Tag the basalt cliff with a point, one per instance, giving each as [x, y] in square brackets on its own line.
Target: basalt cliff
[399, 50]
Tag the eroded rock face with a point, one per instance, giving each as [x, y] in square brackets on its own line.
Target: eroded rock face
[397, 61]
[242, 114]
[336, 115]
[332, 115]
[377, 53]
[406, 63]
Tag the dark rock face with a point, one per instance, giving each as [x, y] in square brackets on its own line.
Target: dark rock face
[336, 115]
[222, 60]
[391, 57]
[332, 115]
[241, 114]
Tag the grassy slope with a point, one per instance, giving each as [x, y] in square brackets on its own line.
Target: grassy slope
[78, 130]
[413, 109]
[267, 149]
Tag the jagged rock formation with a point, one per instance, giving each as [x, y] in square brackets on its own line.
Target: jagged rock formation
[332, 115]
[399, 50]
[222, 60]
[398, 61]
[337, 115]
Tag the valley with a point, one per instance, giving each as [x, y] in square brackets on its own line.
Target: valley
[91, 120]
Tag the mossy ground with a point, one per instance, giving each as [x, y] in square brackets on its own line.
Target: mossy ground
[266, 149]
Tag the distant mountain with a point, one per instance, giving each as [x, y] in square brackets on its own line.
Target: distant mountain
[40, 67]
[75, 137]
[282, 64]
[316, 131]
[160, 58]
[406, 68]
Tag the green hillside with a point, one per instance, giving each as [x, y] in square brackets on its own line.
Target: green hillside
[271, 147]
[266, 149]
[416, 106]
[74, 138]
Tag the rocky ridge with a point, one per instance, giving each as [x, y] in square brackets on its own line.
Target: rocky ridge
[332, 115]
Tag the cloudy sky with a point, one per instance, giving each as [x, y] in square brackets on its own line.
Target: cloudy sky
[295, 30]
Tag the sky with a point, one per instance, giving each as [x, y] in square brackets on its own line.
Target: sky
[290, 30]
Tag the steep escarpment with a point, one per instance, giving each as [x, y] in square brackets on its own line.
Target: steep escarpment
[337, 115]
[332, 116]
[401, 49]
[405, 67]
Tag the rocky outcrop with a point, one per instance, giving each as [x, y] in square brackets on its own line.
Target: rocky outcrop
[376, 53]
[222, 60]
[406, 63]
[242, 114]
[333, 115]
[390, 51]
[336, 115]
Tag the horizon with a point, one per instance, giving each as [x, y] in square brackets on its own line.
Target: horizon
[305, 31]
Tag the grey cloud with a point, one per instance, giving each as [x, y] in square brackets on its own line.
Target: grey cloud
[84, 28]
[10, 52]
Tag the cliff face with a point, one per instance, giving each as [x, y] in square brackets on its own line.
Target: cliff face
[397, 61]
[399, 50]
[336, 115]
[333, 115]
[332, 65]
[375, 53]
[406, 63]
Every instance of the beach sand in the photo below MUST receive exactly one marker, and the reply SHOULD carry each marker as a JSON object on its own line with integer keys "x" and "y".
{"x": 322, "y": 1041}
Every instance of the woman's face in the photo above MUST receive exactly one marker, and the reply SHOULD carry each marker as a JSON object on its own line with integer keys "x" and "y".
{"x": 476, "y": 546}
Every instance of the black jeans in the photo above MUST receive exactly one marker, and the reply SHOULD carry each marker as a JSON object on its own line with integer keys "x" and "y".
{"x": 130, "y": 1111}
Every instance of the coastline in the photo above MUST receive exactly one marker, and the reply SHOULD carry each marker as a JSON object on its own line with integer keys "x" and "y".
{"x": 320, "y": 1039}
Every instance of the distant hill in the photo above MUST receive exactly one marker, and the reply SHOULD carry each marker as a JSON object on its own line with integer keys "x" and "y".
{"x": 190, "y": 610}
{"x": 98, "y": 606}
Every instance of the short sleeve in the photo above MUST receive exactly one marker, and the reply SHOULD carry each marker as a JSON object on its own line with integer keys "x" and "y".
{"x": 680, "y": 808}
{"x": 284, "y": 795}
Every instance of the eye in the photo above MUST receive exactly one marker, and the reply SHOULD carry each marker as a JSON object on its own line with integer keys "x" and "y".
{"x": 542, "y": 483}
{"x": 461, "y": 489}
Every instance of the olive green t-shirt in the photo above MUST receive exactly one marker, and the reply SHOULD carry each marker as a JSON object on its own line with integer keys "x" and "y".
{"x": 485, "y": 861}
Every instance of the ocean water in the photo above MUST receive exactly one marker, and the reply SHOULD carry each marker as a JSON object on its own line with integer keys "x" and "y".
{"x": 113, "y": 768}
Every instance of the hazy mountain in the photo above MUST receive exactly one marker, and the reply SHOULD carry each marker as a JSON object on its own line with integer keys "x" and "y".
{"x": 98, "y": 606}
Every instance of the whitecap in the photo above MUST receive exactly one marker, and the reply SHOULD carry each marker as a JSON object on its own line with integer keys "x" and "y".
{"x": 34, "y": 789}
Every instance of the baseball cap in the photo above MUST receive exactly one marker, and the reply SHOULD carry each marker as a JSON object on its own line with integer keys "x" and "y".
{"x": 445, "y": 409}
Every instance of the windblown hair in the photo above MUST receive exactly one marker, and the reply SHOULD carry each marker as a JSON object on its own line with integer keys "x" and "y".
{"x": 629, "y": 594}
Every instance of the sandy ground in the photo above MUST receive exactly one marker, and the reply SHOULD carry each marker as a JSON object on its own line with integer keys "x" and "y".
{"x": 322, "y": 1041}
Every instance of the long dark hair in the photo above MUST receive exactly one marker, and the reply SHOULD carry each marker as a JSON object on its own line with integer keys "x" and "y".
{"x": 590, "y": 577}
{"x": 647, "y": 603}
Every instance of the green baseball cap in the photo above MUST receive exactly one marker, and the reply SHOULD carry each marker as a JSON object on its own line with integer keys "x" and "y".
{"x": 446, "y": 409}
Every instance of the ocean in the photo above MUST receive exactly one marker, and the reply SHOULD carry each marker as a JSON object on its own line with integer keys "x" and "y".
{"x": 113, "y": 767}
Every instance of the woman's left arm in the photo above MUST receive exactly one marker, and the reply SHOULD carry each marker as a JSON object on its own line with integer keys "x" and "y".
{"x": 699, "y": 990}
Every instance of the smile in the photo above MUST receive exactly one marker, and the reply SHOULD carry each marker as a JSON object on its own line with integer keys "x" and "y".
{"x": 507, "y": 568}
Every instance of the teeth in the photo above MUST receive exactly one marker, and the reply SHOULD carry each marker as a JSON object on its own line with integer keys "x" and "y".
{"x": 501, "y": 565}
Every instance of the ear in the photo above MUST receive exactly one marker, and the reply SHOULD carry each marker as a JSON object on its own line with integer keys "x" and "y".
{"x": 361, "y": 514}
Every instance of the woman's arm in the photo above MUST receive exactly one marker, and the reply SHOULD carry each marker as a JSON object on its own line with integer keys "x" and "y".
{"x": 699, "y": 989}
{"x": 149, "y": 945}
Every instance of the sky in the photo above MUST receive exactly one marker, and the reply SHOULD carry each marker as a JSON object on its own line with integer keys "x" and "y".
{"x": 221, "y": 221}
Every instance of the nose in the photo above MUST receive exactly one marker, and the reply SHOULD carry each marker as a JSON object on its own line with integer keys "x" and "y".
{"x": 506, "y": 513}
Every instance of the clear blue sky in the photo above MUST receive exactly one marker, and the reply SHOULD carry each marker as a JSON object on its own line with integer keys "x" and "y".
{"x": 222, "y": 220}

========

All lines above should be output verbatim.

§ Your response
Tag the basalt cliff with a point, one per instance, giving each as [x, y] in square brackets on its own line.
Target: basalt cliff
[399, 50]
Tag the eroded rock face with a point, one per instance, giving each as [x, y] in square brackets on its own line.
Target: eroded rock face
[397, 61]
[242, 114]
[336, 115]
[332, 115]
[377, 53]
[406, 63]
Tag the dark rock face with a point, one per instance, giving each as [x, y] in square brackets on its own line.
Target: dark rock face
[336, 115]
[222, 60]
[391, 57]
[332, 115]
[241, 114]
Tag the grassy slope with a point, one per instance, giving each as [x, y] in square brackets on its own line.
Target: grassy slope
[78, 130]
[413, 109]
[267, 149]
Tag the jagged rock formation with a point, one per instance, giving each as [x, y] in square brackets on its own line.
Target: jagged rock formation
[332, 115]
[399, 50]
[222, 60]
[398, 61]
[337, 115]
Tag the valley with a point, one per instance, giving each as [x, y] in square brackets on its own line.
Target: valley
[91, 120]
Tag the mossy ground with a point, one per instance, giving each as [x, y] in square brackets on its own line.
Target: mossy ground
[266, 149]
Tag the distant mountain with a point, one per instance, giving each as [x, y] in square brackets on its own line.
Target: distant mountain
[40, 67]
[75, 137]
[282, 64]
[316, 131]
[160, 58]
[406, 68]
Tag the green hillside with a point, one per instance, giving each as [x, y] in square brackets on its own line.
Target: green hillside
[271, 147]
[266, 149]
[416, 106]
[74, 138]
Tag the rocky ridge with a point, one per instance, giving each as [x, y] in square brackets on its own line.
Target: rocky ridge
[332, 115]
Tag the cloudy sky with a point, one per instance, giving each as [x, y] in square brackets on its own line.
Target: cloudy sky
[295, 30]
Tag the sky with a point, one per instance, giving each as [x, y] in square brackets on its own line.
Target: sky
[290, 30]
Tag the steep escarpment with a point, one per instance, giving each as [x, y] in square brackets on its own line.
Target: steep escarpment
[337, 115]
[332, 116]
[401, 49]
[405, 67]
Tag the rocky outcrop with a point, one per instance, giving each as [x, y] in square brackets on its own line.
Target: rocky outcrop
[376, 53]
[222, 60]
[406, 63]
[242, 114]
[333, 115]
[390, 51]
[336, 115]
Tag the horizon with a point, one per instance, giving each as [x, y] in square brackets on its own line.
Target: horizon
[305, 31]
Tag the grey cloud with a point, one per instance, giving each as [x, y] in square brackets on its own line.
Target: grey cloud
[84, 28]
[10, 52]
Tag the cliff face with a point, one per instance, giving each as [x, y] in square brackets on its own line.
Target: cliff face
[397, 61]
[399, 50]
[336, 115]
[333, 115]
[332, 65]
[375, 53]
[406, 63]
Every instance of the beach sand in the photo below MUST receive exactly one marker, and the reply SHOULD carry each marker as a JSON object on its own line with integer keys "x" and "y".
{"x": 322, "y": 1041}
Every instance of the woman's face in the photo above MUST receive exactly one marker, and the reply SHOULD carry each marker as a JSON object on its own line with integer keys "x" and "y".
{"x": 476, "y": 546}
Every instance of the black jeans in the photo above MUST receive exactly one marker, and the reply SHOULD carry each marker as a JSON object on its own line with integer keys "x" and "y".
{"x": 130, "y": 1111}
Every instance of the coastline in the photo above MUST receive exactly one marker, and the reply SHOULD carry each marker as a JSON object on its own line with integer keys "x" and "y".
{"x": 320, "y": 1039}
Every instance of the distant hill in the photo above MUST receive exactly one marker, and the reply SHOULD carry each marker as a JSON object on its own line with integer keys "x" and "y".
{"x": 190, "y": 610}
{"x": 98, "y": 606}
Every instance of the short sleeve in the photo above MUST receive exactly one marker, and the reply SHOULD carry each marker as a JSON object on its own line with integer keys "x" and "y".
{"x": 680, "y": 808}
{"x": 284, "y": 795}
Every instance of the eye in the photo above MUST receive exactly one marker, and the reply SHOULD carry each marker as a JSON object on its own line with integer keys "x" and "y".
{"x": 542, "y": 483}
{"x": 461, "y": 489}
Every instance of the olive green t-shirt in the photo above MUST receive exactly one marker, and the reply SHOULD carry each marker as a JSON object on its own line with integer keys "x" and "y".
{"x": 485, "y": 861}
Every instance of the ocean water in the photo above MUST receive exactly one marker, and the reply SHOULD carry each marker as a JSON object on its own line with integer keys "x" and "y".
{"x": 113, "y": 768}
Every instance of the hazy mountain in the photo above MUST receive exactly one marker, and the reply SHOULD carry each marker as a JSON object on its own line with integer keys "x" and "y".
{"x": 98, "y": 606}
Every instance of the whitecap in the photo above MUST receive exactly one marker, and the reply SHOULD carry each marker as a JSON object on its own line with integer keys "x" and "y".
{"x": 34, "y": 789}
Every instance of the baseball cap in the photo above MUST receive exactly one marker, and the reply SHOULD carry each marker as a JSON object on its own line with integer keys "x" and "y".
{"x": 445, "y": 409}
Every instance of the windblown hair in the photo above MUST receive exactly one marker, and the reply SHOULD carry each marker as a JSON object on its own line with integer keys "x" and "y".
{"x": 629, "y": 594}
Every instance of the sandy ground in the photo above MUST receive exactly one marker, and the reply SHOULD carry each marker as a JSON object on its own line with integer keys "x" and "y".
{"x": 322, "y": 1041}
Every instance of the long dark hair in the photo above MUST receive exactly one marker, and the reply SHOULD carry each marker as a JSON object on its own line with integer keys "x" and "y".
{"x": 590, "y": 577}
{"x": 647, "y": 603}
Every instance of the green baseball cap in the photo above MUST receive exactly one marker, and the reply SHOULD carry each marker as a JSON object on its own line with integer keys "x" and "y".
{"x": 446, "y": 409}
Every instance of the ocean in the photo above MUST receive exactly one marker, and the reply SHOULD carry each marker as a JSON object on its own line with integer keys "x" and "y".
{"x": 113, "y": 767}
Every instance of the woman's left arm in the photo above MUST receive exactly one marker, and the reply SHOULD carry each marker as a JSON object on its own line with integer keys "x" and "y".
{"x": 699, "y": 990}
Every instance of the smile in the photo above MUST receive exactly one marker, and the reply SHOULD carry each marker as a JSON object on its own line with integer keys "x" and "y".
{"x": 507, "y": 568}
Every instance of the teeth in the photo above MUST receive exactly one marker, and the reply SHOULD carry each marker as a JSON object on its own line with integer keys "x" and "y".
{"x": 501, "y": 565}
Every instance of the ear in the photo above MUST receive exactly one marker, and the reply SHOULD carry each marker as a JSON object on its own line with integer keys "x" and "y".
{"x": 361, "y": 514}
Every instance of the woman's arm in the photo above MUST receive exactly one marker, and the reply SHOULD carry each marker as a JSON object on its own line with integer keys "x" and "y".
{"x": 699, "y": 989}
{"x": 149, "y": 945}
Every instance of the sky in the photo above MUST receive exactly one marker, and the reply SHOULD carry each marker as a JSON object on its own line with integer keys "x" and "y".
{"x": 221, "y": 221}
Every instance of the nose in the photo above MUST receive exactly one marker, and the reply SHOULD carry each marker as a JSON object on its own line with integer keys "x" and "y".
{"x": 506, "y": 513}
Every instance of the clear blue sky in the photo above MUST receive exactly one marker, and the reply SHOULD carry each marker as a JSON object on its own line with integer keys "x" and "y".
{"x": 222, "y": 220}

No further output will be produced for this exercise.